* **Objective**:
Write out every line of the records below as a numbered list, skipping any blank lines and leaving the pictures out.

>> Begin

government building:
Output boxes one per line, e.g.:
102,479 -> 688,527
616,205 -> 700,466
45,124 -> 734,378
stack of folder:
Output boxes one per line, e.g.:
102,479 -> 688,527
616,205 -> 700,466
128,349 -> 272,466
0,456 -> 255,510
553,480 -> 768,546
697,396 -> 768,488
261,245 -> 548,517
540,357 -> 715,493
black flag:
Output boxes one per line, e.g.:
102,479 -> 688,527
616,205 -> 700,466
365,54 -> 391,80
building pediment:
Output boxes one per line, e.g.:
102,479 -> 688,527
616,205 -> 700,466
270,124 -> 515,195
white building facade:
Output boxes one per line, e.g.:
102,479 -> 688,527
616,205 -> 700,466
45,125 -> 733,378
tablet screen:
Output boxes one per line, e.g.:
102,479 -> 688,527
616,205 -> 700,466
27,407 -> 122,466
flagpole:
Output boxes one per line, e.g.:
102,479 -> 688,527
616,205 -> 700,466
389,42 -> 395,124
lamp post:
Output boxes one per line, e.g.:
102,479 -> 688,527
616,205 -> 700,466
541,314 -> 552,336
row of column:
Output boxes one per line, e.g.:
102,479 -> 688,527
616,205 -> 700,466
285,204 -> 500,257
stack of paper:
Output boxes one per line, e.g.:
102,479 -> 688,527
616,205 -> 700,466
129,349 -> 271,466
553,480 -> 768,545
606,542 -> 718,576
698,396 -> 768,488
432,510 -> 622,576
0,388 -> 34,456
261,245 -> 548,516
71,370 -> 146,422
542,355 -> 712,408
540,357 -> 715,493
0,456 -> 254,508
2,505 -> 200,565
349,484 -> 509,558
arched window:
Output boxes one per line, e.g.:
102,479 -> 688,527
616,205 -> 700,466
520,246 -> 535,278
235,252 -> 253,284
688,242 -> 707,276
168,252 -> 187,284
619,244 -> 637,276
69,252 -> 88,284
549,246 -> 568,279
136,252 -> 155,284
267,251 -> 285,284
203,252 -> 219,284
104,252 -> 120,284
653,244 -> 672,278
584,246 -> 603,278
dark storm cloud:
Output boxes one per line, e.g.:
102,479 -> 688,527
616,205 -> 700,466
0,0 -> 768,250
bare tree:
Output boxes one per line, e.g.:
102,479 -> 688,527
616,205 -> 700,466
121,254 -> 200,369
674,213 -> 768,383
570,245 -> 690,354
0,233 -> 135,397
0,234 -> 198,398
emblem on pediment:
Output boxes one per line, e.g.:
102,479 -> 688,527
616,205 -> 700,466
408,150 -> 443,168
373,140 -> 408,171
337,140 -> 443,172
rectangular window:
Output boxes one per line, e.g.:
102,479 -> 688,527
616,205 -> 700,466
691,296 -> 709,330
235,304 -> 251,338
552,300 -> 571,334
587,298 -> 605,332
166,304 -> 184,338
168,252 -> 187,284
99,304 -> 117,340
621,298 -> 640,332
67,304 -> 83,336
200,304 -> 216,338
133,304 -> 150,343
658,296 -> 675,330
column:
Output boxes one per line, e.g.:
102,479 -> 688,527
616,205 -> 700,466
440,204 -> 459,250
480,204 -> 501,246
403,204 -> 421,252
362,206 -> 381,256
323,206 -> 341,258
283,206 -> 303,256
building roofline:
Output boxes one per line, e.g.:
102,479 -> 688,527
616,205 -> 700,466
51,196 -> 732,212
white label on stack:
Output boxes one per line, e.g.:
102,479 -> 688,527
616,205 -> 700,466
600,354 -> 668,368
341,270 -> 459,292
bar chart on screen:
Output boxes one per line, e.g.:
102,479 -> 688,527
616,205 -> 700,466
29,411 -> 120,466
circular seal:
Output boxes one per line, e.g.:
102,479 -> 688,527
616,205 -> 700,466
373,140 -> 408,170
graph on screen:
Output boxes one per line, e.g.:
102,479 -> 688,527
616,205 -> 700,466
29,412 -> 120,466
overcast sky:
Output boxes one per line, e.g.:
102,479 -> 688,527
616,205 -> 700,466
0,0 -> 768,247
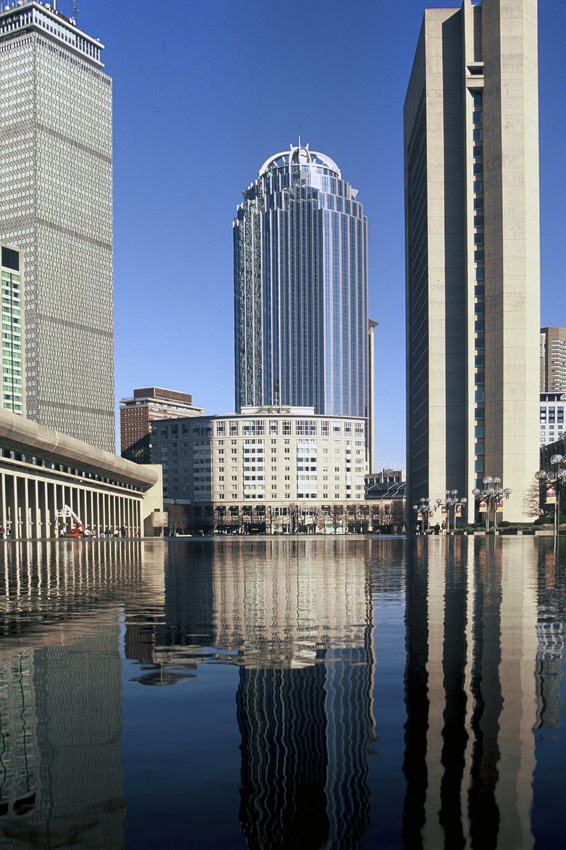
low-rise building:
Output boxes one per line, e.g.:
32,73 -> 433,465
540,393 -> 566,446
120,387 -> 204,463
151,407 -> 369,532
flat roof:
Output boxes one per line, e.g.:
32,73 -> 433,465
0,409 -> 159,490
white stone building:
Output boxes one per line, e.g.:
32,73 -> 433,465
151,407 -> 366,525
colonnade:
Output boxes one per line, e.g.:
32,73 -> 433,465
0,467 -> 143,539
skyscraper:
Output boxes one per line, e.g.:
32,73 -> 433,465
0,245 -> 26,416
540,328 -> 566,393
404,0 -> 540,520
234,143 -> 373,418
0,2 -> 115,451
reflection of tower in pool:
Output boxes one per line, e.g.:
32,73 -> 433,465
535,545 -> 566,729
214,541 -> 375,850
404,538 -> 537,848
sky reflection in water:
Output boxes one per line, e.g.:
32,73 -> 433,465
0,537 -> 566,850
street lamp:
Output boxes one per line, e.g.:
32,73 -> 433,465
535,455 -> 566,555
472,475 -> 513,534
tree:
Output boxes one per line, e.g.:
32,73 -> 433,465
167,503 -> 187,537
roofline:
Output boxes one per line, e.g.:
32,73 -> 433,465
0,409 -> 159,490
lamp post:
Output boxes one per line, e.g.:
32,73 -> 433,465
535,455 -> 566,555
444,490 -> 468,534
472,475 -> 513,534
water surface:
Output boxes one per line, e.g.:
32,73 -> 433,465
0,537 -> 566,850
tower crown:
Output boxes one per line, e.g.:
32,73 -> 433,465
259,140 -> 341,178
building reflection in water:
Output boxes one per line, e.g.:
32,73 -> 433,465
0,541 -> 146,848
403,537 -> 564,850
213,540 -> 375,850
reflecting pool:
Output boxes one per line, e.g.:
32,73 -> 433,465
0,537 -> 566,850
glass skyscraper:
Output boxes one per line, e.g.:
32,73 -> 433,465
0,2 -> 115,451
234,143 -> 369,418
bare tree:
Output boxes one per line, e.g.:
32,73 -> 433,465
167,503 -> 187,537
524,483 -> 544,519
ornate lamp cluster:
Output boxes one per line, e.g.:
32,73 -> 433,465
472,475 -> 513,533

>> End

* **Written reply**:
1. government building:
2. Output boxes one per line, e.g.:
3. 102,479 -> 688,527
4. 616,205 -> 700,466
5. 45,124 -> 734,378
6. stack of folder:
7. Output boxes one per line, e.g.:
8. 102,479 -> 688,527
9. 616,205 -> 700,466
10. 128,349 -> 272,466
11. 0,456 -> 255,510
12. 553,480 -> 768,546
13. 697,396 -> 768,488
14. 261,245 -> 548,517
15. 540,357 -> 715,493
16. black flag:
17. Output boxes one per line, e.g.:
18. 102,479 -> 688,527
19. 616,205 -> 700,466
20. 365,54 -> 391,80
21. building pediment:
22. Output boxes one per line, e.g.:
23. 102,479 -> 688,527
24. 616,205 -> 700,466
25. 270,124 -> 515,195
26. white building facade:
27. Output boxes one per line, e.g.:
28. 102,479 -> 688,527
29. 616,205 -> 700,466
30. 45,125 -> 733,378
31. tablet screen:
32. Output boxes one per line, e.g.:
33. 102,479 -> 688,527
34. 616,205 -> 700,466
35. 27,407 -> 122,466
36. flagpole:
37. Output boxes one per line, e.g.:
38. 102,479 -> 688,527
39. 616,205 -> 700,466
40. 389,42 -> 395,124
41. lamp post:
42. Output boxes one per line, e.g.:
43. 102,479 -> 688,527
44. 616,205 -> 700,466
45. 541,314 -> 552,336
46. row of column:
47. Output boxes one per line, e.g.:
48. 102,479 -> 688,527
49. 616,205 -> 700,466
50. 285,204 -> 500,257
51. stack of paper:
52. Output boxes one per line, e.g.:
53. 102,479 -> 688,527
54. 616,205 -> 700,466
55. 129,349 -> 271,466
56. 553,480 -> 768,545
57. 606,542 -> 718,576
58. 698,396 -> 768,488
59. 432,510 -> 622,576
60. 0,388 -> 34,456
61. 261,245 -> 548,516
62. 71,370 -> 146,422
63. 542,355 -> 712,408
64. 540,357 -> 715,493
65. 0,456 -> 254,508
66. 2,505 -> 200,565
67. 349,484 -> 509,558
68. arched window:
69. Output boxes one per line, e.g.:
70. 102,479 -> 688,527
71. 616,205 -> 700,466
72. 520,246 -> 535,278
73. 235,252 -> 253,284
74. 688,242 -> 707,276
75. 168,252 -> 187,284
76. 619,244 -> 637,276
77. 69,252 -> 88,284
78. 549,246 -> 568,279
79. 136,252 -> 155,284
80. 267,251 -> 285,284
81. 203,252 -> 219,284
82. 104,252 -> 120,284
83. 653,244 -> 672,278
84. 584,246 -> 603,278
85. dark storm cloud:
86. Output boxes one per line, e.g.:
87. 102,479 -> 688,527
88. 616,205 -> 700,466
89. 0,0 -> 768,250
90. bare tree:
91. Output boxes one per line, e.g.:
92. 102,479 -> 688,527
93. 616,205 -> 700,466
94. 121,254 -> 200,369
95. 674,213 -> 768,383
96. 570,245 -> 690,354
97. 0,233 -> 135,397
98. 0,234 -> 198,398
99. emblem on pediment:
100. Output boxes one per line, e.g.:
101. 102,479 -> 688,527
102. 616,205 -> 700,466
103. 408,150 -> 443,168
104. 373,140 -> 408,171
105. 337,140 -> 443,172
106. rectangular window:
107. Output boxes one per line, e.g.:
108. 102,479 -> 688,527
109. 616,205 -> 700,466
110. 691,296 -> 709,330
111. 235,304 -> 251,338
112. 552,300 -> 571,334
113. 587,298 -> 605,332
114. 166,304 -> 184,338
115. 168,252 -> 187,284
116. 99,304 -> 117,340
117. 621,298 -> 640,332
118. 67,304 -> 83,336
119. 200,304 -> 216,338
120. 133,304 -> 150,343
121. 658,296 -> 675,330
122. column:
123. Output boxes one per line, e.g.:
124. 102,479 -> 688,527
125. 616,205 -> 700,466
126. 440,204 -> 459,250
127. 480,204 -> 501,246
128. 403,204 -> 421,252
129. 362,206 -> 381,256
130. 323,206 -> 341,258
131. 283,206 -> 303,256
132. building roofline:
133. Output boxes one per line, e.g.:
134. 102,479 -> 688,527
135. 616,205 -> 700,466
136. 51,196 -> 732,212
137. white label on stack:
138. Output boxes one per line, e.g.:
139. 102,479 -> 688,527
140. 616,205 -> 700,466
141. 600,354 -> 668,368
142. 341,270 -> 459,292
143. bar chart on screen:
144. Output boxes one per line, e.g.:
145. 102,479 -> 688,527
146. 616,205 -> 700,466
147. 29,411 -> 120,466
148. circular seal:
149. Output boxes one per line, e.g.:
150. 102,479 -> 688,527
151. 616,205 -> 700,466
152. 373,140 -> 408,170
153. graph on screen:
154. Output boxes one per line, e.g.:
155. 102,479 -> 688,527
156. 616,205 -> 700,466
157. 29,412 -> 120,466
158. overcast sky:
159. Output boxes one per line, e.g.:
160. 102,479 -> 688,527
161. 616,205 -> 700,466
162. 0,0 -> 768,247
163. low-rise building:
164. Output boxes one per line, e.g.:
165. 32,73 -> 433,465
166. 540,393 -> 566,446
167. 120,387 -> 204,463
168. 151,407 -> 369,532
169. flat roof:
170. Output boxes one per line, e.g.:
171. 32,73 -> 433,465
172. 0,409 -> 159,490
173. white stone building:
174. Output boxes one per line, e.g.:
175. 32,73 -> 433,465
176. 151,407 -> 366,525
177. colonnade:
178. Output boxes one per line, e.g.:
179. 32,73 -> 433,465
180. 0,467 -> 143,539
181. skyscraper:
182. Output boxes one per line, e.g.:
183. 32,73 -> 433,465
184. 0,245 -> 26,416
185. 540,328 -> 566,393
186. 404,0 -> 540,520
187. 234,143 -> 373,418
188. 0,2 -> 115,451
189. reflection of tower in pool:
190. Output boxes one per line, e.g.:
191. 32,73 -> 433,465
192. 535,545 -> 566,729
193. 214,541 -> 375,850
194. 404,538 -> 537,848
195. sky reflection in water:
196. Output boxes one per line, e.g.:
197. 32,73 -> 433,465
198. 0,537 -> 566,850
199. street lamp:
200. Output boxes one per line, e.g.:
201. 32,73 -> 433,465
202. 535,455 -> 566,555
203. 472,475 -> 513,534
204. tree:
205. Output boxes one per line, e.g.:
206. 32,73 -> 433,465
207. 167,503 -> 187,537
208. roofline:
209. Output boxes one per line, e.g.:
210. 32,73 -> 433,465
211. 0,409 -> 159,490
212. lamp post:
213. Output boxes one per line, e.g.:
214. 32,73 -> 433,465
215. 535,455 -> 566,555
216. 444,490 -> 468,534
217. 472,475 -> 513,534
218. water surface:
219. Output boxes one per line, e.g.:
220. 32,73 -> 433,465
221. 0,537 -> 566,850
222. tower crown:
223. Output boxes one per line, e.g.:
224. 32,73 -> 433,465
225. 259,140 -> 341,178
226. building reflection in water:
227. Output boxes one per line, e.g.:
228. 32,73 -> 433,465
229. 0,541 -> 146,848
230. 403,537 -> 564,850
231. 213,540 -> 375,850
232. reflecting pool:
233. Output boxes one per line, e.g.:
234. 32,73 -> 433,465
235. 0,537 -> 566,850
236. glass skyscraper:
237. Output boxes one per line, e.g.:
238. 32,73 -> 433,465
239. 0,2 -> 115,451
240. 234,143 -> 369,418
241. bare tree:
242. Output boxes one per line, e.g.:
243. 32,73 -> 433,465
244. 167,503 -> 187,537
245. 524,483 -> 544,519
246. ornate lamp cluster:
247. Output boxes one per line, e.g.:
248. 32,73 -> 433,465
249. 472,475 -> 513,533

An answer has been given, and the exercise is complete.